In the records, find every line with the word "label" and copy it out.

* [Data extracts]

------

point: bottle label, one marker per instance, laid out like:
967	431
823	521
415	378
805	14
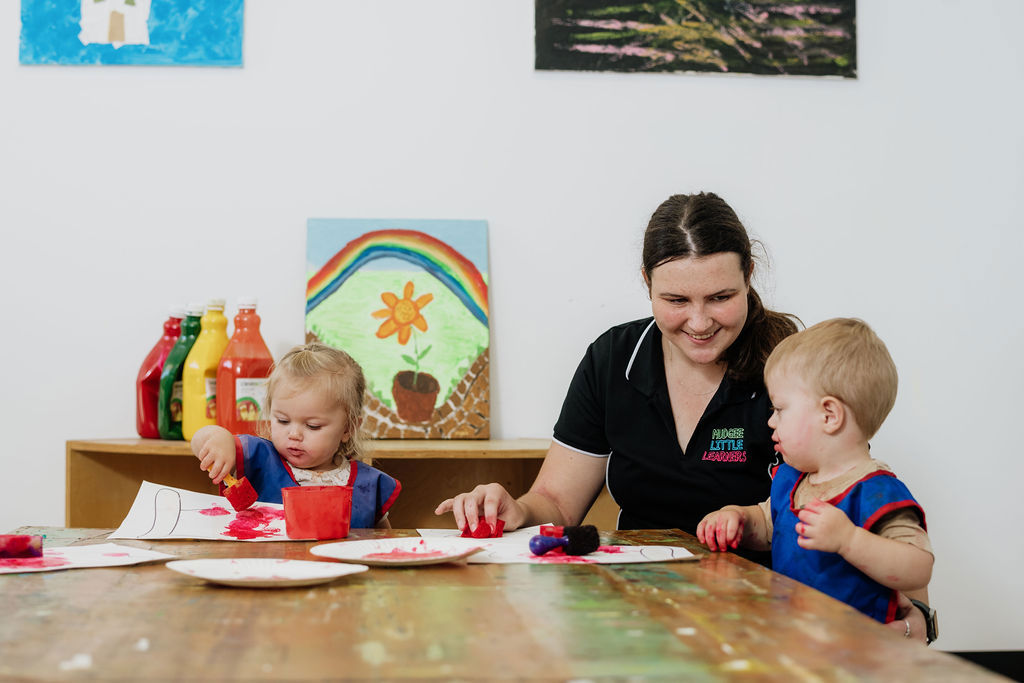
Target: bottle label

------

* [Output for this task]
point: bottle label, one marker per instance, laid out like:
Target: bottle label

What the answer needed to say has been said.